Segment Start: EXERCISE INPUTS
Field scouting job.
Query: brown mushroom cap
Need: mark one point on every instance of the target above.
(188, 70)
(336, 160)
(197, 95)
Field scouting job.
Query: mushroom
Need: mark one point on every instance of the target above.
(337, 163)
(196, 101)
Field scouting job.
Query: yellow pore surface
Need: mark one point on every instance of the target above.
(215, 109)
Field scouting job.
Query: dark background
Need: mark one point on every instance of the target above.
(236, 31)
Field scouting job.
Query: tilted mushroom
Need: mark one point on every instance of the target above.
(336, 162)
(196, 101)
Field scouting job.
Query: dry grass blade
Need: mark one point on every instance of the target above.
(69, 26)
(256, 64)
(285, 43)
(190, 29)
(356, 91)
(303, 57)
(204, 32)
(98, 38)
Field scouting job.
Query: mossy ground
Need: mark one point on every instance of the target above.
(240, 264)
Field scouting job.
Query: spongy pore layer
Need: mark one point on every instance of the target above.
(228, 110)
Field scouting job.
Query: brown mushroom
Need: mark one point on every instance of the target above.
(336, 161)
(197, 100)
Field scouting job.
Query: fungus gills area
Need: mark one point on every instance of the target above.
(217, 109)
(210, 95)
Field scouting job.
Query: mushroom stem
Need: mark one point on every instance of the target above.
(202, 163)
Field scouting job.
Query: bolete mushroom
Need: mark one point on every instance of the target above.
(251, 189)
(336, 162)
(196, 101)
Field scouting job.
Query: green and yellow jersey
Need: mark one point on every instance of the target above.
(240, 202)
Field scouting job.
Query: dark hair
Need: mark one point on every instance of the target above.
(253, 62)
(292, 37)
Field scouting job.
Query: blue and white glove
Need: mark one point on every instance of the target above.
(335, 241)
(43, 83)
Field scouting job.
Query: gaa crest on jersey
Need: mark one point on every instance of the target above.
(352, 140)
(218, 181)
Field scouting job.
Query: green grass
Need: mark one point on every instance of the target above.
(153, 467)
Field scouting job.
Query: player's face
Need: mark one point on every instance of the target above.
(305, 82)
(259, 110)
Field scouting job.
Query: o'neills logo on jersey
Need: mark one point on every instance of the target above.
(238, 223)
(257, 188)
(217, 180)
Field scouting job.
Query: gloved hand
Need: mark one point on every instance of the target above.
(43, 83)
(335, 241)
Segment End: EXERCISE INPUTS
Please count the lines above containing "brown"; number only.

2